##### ARTICLE #####

= Lou Arkoff =

American film producer

Louis S. Arkoff is an American film producer; he is the son of executive producer Samuel Z. Arkoff and brother to film producer, Donna Arkoff Roth.

Arkoff studied cinema at University of Southern California and law at Loyola University. In 1973 he joined AIP as a legal administrator. He worked his way up to be an executive and vice president of the company.

Among his credits are several made-for-cable movies which were remakes of his father's films in the early 1990s.

##### RECORDS FOR THE EXERCISE #####

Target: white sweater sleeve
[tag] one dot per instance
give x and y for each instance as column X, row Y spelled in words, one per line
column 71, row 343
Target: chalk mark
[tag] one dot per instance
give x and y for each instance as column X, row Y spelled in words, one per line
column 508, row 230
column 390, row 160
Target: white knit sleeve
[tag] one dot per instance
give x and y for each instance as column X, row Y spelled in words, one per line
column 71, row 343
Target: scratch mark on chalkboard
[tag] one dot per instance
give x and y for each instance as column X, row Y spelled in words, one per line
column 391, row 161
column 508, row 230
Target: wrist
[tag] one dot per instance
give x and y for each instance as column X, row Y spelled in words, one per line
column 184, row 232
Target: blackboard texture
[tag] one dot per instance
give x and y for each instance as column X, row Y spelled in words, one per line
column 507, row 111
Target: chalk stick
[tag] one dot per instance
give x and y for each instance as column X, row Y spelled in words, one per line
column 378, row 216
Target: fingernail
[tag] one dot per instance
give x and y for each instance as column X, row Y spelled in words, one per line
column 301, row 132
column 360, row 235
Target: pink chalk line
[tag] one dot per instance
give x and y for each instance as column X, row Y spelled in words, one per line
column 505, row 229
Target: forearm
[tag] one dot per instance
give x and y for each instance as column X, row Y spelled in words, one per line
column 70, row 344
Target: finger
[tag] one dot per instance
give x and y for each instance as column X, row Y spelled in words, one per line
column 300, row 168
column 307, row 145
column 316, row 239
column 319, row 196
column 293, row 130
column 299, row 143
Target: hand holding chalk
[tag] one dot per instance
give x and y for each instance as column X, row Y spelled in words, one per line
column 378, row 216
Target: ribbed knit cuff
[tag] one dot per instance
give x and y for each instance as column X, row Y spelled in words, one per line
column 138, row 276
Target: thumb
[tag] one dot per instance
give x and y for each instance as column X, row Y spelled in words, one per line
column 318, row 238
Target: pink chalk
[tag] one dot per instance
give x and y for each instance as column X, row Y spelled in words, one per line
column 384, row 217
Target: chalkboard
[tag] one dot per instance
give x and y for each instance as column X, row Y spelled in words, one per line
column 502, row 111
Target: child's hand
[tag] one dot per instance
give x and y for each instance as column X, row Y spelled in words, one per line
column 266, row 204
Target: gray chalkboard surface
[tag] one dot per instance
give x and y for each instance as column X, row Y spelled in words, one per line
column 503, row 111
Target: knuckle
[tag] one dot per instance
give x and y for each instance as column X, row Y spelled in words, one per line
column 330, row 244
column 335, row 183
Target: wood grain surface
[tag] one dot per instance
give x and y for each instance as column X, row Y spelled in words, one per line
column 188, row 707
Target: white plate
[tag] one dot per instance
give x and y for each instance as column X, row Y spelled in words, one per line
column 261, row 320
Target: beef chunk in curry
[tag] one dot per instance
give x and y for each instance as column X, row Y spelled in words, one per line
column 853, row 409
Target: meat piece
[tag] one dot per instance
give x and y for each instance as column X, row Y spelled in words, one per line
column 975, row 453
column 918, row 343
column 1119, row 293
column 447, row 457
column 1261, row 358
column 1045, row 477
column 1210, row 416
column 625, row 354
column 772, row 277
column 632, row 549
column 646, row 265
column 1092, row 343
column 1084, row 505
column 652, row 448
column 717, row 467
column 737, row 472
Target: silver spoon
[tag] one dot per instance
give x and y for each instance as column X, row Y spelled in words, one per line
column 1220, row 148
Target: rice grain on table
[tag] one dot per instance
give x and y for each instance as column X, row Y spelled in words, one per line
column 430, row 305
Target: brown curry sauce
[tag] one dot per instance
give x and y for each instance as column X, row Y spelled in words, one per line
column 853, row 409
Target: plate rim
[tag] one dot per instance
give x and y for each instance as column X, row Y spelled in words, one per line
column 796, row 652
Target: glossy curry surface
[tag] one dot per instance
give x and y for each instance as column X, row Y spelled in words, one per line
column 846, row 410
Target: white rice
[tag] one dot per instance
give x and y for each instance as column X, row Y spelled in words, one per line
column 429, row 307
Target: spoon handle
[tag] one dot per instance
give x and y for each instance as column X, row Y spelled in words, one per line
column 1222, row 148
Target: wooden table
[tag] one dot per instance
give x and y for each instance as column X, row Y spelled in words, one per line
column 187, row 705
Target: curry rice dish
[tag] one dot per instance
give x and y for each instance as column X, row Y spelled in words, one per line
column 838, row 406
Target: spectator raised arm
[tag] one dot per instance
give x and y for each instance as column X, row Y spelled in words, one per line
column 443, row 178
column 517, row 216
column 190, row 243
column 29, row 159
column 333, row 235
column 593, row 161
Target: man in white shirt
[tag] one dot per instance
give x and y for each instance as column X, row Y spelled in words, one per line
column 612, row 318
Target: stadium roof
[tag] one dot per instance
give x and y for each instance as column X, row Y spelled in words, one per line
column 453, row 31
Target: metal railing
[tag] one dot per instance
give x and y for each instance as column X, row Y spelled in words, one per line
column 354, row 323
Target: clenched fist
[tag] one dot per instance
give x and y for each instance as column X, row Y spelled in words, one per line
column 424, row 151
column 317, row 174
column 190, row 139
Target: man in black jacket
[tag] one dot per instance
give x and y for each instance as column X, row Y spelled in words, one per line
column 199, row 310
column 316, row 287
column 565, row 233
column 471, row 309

#####

• **SET PROBLEM 1**
In the Lou Arkoff article, repeat the passage that begins at the words "Arkoff studied cinema" and stops after "the early 1990s.".
• **SET PROBLEM 2**
Show every line of the listing that contains the string "sleeve".

• **WORKED ANSWER 1**
Arkoff studied cinema at University of Southern California and law at Loyola University. In 1973 he joined AIP as a legal administrator. He worked his way up to be an executive and vice president of the company.

Among his credits are several made-for-cable movies which were remakes of his father's films in the early 1990s.

• **WORKED ANSWER 2**
Target: white sweater sleeve
Target: white knit sleeve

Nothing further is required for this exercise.